**Problem details**:
Copy every line of the listing exactly.

-- START Raw records --

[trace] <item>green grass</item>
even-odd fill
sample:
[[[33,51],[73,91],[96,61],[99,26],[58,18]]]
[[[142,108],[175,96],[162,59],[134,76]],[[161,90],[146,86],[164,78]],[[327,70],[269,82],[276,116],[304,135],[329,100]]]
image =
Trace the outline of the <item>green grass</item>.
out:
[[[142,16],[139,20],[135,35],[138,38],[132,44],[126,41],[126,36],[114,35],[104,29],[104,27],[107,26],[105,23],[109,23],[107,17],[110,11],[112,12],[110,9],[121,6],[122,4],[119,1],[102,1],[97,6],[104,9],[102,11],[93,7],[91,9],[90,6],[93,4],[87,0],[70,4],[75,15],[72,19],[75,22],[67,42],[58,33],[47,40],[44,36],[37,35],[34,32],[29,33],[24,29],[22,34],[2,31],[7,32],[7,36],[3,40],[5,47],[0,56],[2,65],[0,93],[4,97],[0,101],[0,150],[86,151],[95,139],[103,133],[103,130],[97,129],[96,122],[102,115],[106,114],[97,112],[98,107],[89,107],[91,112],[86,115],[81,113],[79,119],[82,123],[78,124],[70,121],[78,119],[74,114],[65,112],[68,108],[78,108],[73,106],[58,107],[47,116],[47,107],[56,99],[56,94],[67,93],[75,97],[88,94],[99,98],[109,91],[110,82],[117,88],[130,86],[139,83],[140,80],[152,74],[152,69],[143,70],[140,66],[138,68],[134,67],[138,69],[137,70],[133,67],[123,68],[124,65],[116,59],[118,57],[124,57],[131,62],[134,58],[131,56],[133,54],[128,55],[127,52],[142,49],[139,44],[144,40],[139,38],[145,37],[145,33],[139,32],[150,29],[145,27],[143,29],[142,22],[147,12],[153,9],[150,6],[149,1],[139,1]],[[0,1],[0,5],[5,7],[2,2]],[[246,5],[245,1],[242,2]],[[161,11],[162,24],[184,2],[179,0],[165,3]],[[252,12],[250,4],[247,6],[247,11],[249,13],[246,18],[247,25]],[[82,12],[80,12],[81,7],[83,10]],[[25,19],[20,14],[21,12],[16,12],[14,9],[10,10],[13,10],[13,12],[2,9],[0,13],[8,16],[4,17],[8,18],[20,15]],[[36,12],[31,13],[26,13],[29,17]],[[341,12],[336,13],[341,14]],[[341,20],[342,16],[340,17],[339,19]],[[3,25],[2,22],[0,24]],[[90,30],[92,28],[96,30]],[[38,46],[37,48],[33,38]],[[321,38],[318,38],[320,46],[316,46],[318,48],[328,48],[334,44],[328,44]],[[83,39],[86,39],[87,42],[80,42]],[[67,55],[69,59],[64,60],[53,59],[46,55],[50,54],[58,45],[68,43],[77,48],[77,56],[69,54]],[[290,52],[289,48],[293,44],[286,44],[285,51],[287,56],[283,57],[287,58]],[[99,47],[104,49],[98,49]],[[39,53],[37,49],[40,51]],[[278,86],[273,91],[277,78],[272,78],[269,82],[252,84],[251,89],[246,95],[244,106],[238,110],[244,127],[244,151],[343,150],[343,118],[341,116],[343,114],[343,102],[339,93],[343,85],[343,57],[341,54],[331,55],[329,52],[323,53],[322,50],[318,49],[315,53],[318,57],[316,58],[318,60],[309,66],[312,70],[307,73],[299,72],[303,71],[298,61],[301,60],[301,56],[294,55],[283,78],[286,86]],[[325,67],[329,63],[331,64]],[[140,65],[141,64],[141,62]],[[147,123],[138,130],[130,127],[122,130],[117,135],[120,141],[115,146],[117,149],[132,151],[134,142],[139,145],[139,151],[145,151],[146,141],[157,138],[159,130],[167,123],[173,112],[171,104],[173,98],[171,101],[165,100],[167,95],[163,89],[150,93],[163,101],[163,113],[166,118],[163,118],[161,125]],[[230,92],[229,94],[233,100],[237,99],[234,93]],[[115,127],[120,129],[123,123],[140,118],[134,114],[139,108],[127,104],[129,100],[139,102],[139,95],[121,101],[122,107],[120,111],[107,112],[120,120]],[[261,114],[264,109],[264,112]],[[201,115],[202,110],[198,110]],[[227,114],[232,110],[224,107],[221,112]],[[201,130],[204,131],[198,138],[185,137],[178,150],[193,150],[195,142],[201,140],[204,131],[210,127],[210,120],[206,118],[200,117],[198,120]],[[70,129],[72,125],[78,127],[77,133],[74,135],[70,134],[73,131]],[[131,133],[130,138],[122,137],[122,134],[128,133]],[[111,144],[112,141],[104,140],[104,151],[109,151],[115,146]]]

-- END Raw records --

**Complete answer**:
[trace] <item>green grass</item>
even-odd fill
sample:
[[[33,51],[73,91],[96,61],[99,26],[58,18]]]
[[[142,108],[175,96],[162,59],[134,76]],[[161,90],[146,86],[164,78]],[[327,70],[269,82],[276,116],[304,135],[329,100]]]
image =
Trace the outline of the <item>green grass</item>.
out:
[[[142,16],[139,20],[135,35],[138,38],[132,44],[126,41],[126,36],[114,35],[104,29],[104,27],[107,26],[105,23],[109,23],[107,17],[110,11],[112,12],[110,9],[121,6],[122,4],[119,1],[102,1],[97,6],[104,9],[102,11],[93,7],[91,9],[90,6],[93,4],[87,0],[70,4],[75,15],[72,19],[75,22],[67,42],[58,33],[47,40],[44,36],[37,35],[34,32],[29,33],[24,29],[22,34],[2,31],[7,32],[7,36],[3,40],[5,47],[0,56],[2,65],[0,93],[4,97],[0,101],[0,150],[86,151],[95,139],[103,133],[103,130],[97,129],[96,122],[102,115],[106,114],[97,112],[98,107],[89,107],[91,112],[86,115],[81,113],[79,119],[82,123],[78,124],[70,121],[78,119],[74,114],[65,112],[68,108],[78,108],[73,106],[58,107],[47,116],[47,107],[56,99],[56,94],[67,93],[75,97],[88,94],[99,98],[109,91],[110,82],[117,88],[130,86],[139,83],[140,80],[152,74],[152,69],[143,70],[140,66],[138,68],[134,67],[138,69],[137,70],[133,67],[123,68],[124,65],[116,59],[118,57],[124,57],[131,62],[134,58],[131,56],[133,54],[128,55],[127,52],[142,49],[139,44],[144,40],[139,38],[145,37],[145,33],[139,32],[150,29],[145,27],[143,29],[142,22],[147,12],[153,9],[150,6],[149,1],[139,1]],[[0,1],[0,5],[5,7],[2,2]],[[246,5],[245,1],[242,2]],[[161,11],[162,24],[184,2],[179,0],[165,3]],[[252,12],[250,4],[247,6],[247,11],[249,13],[246,18],[247,25]],[[82,12],[80,12],[81,7],[83,10]],[[25,19],[20,14],[21,12],[16,12],[14,9],[10,10],[13,10],[13,12],[2,9],[0,13],[8,16],[4,17],[8,18],[20,15]],[[36,12],[31,13],[26,13],[29,17]],[[341,12],[336,13],[341,14]],[[341,20],[342,16],[340,17],[339,19]],[[3,25],[2,22],[0,24]],[[90,30],[92,28],[96,30]],[[38,46],[37,48],[33,38]],[[321,38],[318,38],[320,46],[316,46],[318,48],[328,48],[334,44],[328,44]],[[83,39],[86,39],[87,42],[80,42]],[[67,55],[69,59],[64,60],[53,59],[46,55],[50,54],[58,45],[68,43],[77,48],[77,56],[69,54]],[[290,52],[289,48],[293,44],[286,44],[285,51],[287,56],[283,57],[287,58]],[[99,47],[104,49],[98,49]],[[39,53],[37,49],[40,51]],[[278,86],[273,91],[277,78],[272,78],[269,82],[252,84],[251,89],[246,95],[244,106],[238,110],[244,127],[244,151],[343,150],[343,118],[341,116],[343,114],[343,102],[339,93],[343,85],[343,57],[341,54],[331,55],[329,52],[323,53],[322,50],[318,49],[315,53],[318,57],[316,58],[318,60],[309,66],[312,70],[307,73],[299,72],[303,71],[298,61],[301,60],[301,56],[294,55],[283,78],[286,86]],[[325,67],[329,63],[331,64]],[[140,65],[141,64],[141,62]],[[147,123],[138,130],[130,127],[122,130],[117,135],[120,141],[115,146],[117,149],[132,151],[134,142],[139,145],[139,151],[145,151],[146,141],[157,138],[159,130],[167,123],[173,112],[171,104],[173,98],[171,101],[165,100],[167,95],[163,89],[150,93],[163,101],[163,113],[166,118],[163,118],[161,125]],[[230,92],[229,94],[233,100],[237,99],[234,93]],[[115,127],[120,129],[123,123],[140,118],[134,114],[139,108],[127,104],[129,100],[139,102],[139,95],[121,101],[122,107],[120,111],[107,112],[120,120]],[[261,114],[264,109],[264,112]],[[201,115],[202,110],[198,110]],[[227,114],[232,110],[224,107],[221,112]],[[201,130],[204,131],[198,138],[185,137],[178,150],[193,150],[195,142],[201,140],[204,131],[210,127],[210,120],[206,118],[200,117],[198,120]],[[70,129],[72,125],[78,127],[77,133],[74,135],[70,134],[73,131]],[[131,133],[130,138],[122,137],[122,134],[128,133]],[[111,144],[112,141],[104,140],[104,151],[109,151],[115,146]]]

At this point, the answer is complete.